■ TASK DETAILS: Repeat the data below word for word, from the line with "One point marks each instance of the man" to the line with "x=615, y=573", including both of those lines and nothing else.

■ GIVEN RECORDS:
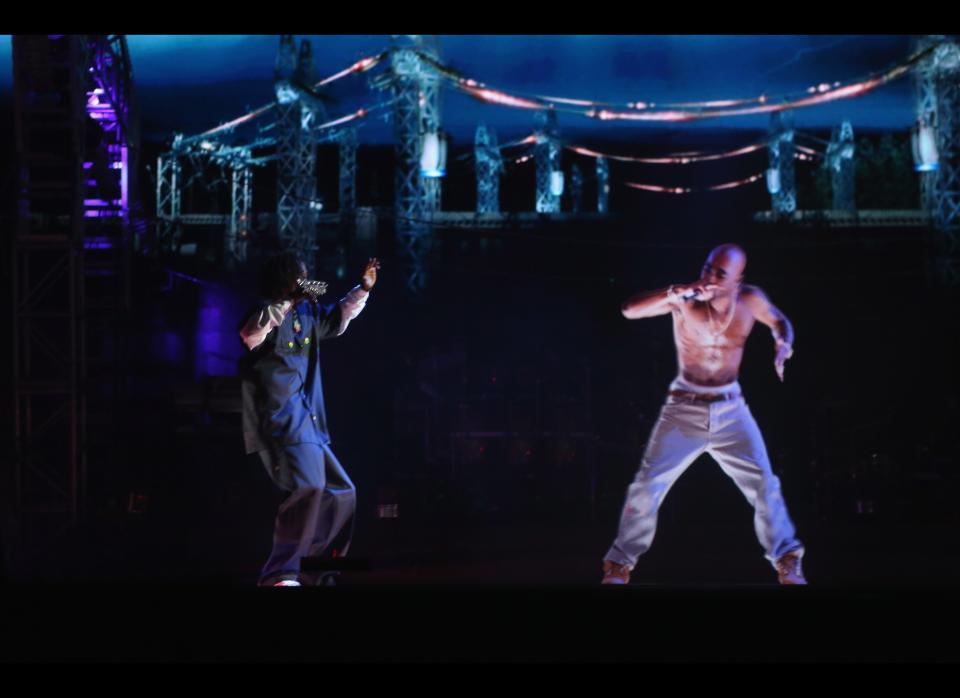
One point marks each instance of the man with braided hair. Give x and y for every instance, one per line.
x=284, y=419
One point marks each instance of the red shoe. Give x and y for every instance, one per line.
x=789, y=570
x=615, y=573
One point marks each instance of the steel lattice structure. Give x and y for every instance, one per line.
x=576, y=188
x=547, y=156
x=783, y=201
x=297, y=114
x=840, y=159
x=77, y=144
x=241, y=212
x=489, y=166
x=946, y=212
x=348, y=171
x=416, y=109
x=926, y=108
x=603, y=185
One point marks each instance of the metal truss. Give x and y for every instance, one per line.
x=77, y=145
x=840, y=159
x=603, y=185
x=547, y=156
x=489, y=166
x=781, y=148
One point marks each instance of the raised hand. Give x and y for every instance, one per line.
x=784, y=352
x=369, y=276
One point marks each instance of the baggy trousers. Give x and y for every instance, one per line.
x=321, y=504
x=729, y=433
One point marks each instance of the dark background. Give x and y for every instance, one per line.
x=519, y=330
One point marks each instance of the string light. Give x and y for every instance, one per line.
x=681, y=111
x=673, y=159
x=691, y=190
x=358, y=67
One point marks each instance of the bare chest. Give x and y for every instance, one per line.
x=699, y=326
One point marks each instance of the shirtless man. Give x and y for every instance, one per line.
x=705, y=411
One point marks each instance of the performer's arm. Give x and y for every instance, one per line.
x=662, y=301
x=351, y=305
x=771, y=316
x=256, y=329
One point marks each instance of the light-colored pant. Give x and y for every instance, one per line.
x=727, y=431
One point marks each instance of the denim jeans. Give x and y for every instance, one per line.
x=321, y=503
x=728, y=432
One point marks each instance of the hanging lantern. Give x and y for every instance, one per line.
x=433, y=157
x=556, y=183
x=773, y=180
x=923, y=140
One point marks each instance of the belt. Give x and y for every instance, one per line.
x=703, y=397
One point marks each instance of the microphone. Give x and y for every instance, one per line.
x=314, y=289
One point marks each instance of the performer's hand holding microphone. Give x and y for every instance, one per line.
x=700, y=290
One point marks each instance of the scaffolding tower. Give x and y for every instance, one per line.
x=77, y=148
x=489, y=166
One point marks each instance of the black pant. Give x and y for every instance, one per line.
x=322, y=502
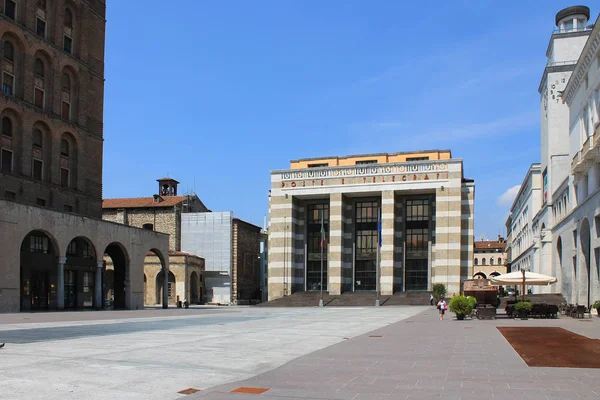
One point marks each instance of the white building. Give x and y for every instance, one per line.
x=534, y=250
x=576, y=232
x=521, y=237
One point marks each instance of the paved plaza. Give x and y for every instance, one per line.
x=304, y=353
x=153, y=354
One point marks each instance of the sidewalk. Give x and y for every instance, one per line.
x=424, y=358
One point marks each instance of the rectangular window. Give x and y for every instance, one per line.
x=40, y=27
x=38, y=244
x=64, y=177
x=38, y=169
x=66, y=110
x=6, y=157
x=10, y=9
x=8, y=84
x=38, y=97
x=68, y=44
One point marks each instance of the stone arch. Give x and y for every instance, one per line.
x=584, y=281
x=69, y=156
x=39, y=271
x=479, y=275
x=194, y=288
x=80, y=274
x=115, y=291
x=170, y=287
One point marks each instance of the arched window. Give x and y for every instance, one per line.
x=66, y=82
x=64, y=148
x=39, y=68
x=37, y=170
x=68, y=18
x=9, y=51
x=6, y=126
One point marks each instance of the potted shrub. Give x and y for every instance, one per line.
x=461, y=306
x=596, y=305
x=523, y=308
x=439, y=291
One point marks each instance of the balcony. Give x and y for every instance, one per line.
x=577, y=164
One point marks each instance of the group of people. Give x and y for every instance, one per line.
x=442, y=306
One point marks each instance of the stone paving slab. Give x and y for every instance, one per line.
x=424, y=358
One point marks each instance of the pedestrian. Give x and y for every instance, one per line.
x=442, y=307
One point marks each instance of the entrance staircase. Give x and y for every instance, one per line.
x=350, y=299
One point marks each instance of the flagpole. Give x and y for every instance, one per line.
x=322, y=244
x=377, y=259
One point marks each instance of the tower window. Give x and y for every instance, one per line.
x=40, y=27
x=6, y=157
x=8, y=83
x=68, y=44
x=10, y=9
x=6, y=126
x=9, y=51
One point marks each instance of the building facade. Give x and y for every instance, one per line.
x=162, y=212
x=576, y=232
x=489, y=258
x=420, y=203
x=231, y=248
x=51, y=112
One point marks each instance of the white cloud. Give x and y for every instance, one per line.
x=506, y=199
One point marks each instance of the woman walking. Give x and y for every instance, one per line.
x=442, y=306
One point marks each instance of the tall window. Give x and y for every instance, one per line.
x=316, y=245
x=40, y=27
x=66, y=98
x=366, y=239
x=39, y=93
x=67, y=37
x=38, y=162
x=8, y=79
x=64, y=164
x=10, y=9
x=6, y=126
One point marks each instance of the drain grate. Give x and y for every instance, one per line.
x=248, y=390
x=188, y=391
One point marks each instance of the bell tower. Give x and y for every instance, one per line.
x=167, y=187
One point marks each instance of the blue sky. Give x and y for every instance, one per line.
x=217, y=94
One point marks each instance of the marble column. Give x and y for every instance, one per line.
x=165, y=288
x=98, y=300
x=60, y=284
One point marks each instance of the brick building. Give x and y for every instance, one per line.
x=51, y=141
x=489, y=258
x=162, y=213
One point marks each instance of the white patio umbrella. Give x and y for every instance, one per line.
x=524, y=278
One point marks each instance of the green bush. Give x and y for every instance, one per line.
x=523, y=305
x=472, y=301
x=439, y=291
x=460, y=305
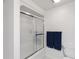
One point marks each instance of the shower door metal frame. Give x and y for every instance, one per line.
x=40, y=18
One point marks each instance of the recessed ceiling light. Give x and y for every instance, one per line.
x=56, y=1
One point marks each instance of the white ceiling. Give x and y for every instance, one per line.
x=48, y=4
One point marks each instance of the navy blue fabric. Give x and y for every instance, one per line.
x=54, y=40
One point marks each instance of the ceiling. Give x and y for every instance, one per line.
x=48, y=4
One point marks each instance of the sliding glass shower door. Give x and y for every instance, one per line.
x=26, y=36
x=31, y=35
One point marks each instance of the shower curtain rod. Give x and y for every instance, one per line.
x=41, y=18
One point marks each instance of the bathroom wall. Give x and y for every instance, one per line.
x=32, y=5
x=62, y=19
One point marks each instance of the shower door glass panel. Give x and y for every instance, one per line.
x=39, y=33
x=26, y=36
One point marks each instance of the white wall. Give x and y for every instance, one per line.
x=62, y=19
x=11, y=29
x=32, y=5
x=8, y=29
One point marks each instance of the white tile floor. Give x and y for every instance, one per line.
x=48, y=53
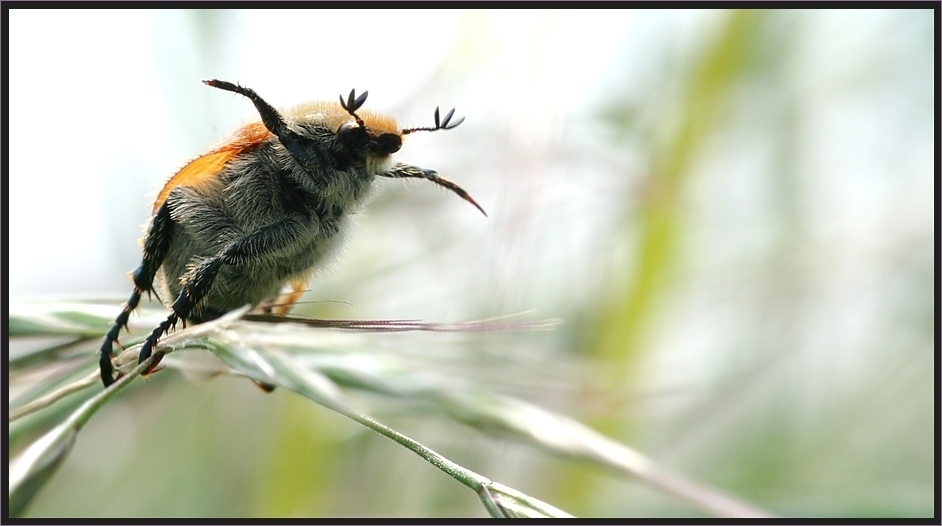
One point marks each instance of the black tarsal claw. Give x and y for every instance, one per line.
--
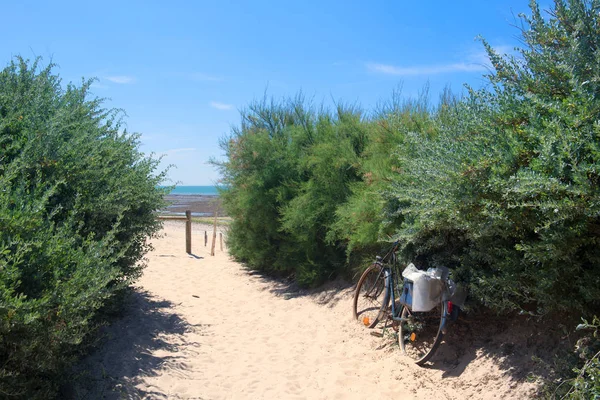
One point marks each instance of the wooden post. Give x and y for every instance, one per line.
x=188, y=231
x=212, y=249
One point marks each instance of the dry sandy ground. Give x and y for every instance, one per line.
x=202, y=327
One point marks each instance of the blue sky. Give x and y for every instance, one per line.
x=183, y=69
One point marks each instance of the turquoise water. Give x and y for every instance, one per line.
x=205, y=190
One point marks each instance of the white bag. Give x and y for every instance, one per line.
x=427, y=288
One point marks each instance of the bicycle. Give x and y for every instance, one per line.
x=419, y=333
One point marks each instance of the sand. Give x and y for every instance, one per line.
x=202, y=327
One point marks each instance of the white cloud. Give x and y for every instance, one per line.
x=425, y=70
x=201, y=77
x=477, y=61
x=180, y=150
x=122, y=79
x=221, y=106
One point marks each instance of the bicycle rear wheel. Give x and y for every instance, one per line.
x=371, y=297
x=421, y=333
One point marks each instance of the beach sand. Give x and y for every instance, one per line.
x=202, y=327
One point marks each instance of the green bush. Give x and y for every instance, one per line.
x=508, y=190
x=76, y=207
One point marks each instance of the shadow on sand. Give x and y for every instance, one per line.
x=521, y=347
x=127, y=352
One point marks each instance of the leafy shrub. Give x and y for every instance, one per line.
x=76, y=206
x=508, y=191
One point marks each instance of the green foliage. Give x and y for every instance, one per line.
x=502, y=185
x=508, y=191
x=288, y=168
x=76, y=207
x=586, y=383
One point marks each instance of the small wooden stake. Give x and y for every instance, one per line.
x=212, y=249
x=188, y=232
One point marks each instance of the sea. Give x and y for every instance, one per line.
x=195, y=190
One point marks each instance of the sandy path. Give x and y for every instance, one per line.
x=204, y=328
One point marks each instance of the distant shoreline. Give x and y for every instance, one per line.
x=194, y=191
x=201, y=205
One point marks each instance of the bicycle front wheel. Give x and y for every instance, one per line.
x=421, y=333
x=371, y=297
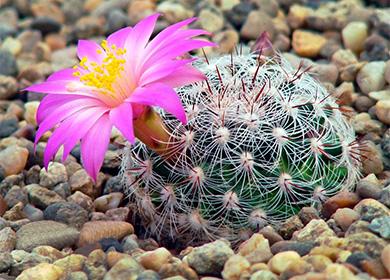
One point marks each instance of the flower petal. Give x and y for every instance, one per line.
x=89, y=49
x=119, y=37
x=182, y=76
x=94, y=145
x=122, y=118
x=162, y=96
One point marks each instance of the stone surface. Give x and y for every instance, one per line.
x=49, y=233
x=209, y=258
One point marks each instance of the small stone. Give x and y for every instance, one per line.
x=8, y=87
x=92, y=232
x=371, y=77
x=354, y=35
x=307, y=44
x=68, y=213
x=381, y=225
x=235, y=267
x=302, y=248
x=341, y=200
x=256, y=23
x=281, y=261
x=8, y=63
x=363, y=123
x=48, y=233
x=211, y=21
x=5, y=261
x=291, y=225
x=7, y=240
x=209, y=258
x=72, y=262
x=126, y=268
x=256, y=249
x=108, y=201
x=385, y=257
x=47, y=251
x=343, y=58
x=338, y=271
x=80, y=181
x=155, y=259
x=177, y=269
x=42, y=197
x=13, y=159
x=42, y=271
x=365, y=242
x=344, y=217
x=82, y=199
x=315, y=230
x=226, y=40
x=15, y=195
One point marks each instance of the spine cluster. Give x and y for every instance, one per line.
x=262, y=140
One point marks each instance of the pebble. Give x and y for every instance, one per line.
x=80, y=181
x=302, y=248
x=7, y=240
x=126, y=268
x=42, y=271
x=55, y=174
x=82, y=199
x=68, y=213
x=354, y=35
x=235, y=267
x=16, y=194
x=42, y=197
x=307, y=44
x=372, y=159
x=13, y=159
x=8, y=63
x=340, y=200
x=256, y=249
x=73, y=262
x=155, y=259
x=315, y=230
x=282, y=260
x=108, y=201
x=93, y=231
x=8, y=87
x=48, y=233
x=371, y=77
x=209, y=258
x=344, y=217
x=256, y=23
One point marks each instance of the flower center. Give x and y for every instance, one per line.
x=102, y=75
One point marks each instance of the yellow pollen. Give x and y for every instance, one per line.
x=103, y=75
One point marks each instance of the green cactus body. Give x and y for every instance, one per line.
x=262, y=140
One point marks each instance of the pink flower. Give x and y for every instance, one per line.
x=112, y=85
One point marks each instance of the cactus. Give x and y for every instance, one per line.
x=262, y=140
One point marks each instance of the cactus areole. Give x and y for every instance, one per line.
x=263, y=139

■ ANSWER IN FULL:
One point marks each instance of the man with braided hair. Give x and y for every instance, one per line.
x=284, y=419
One point marks each instance of the red shoe. Give x and y for every instance, one per line.
x=789, y=570
x=615, y=573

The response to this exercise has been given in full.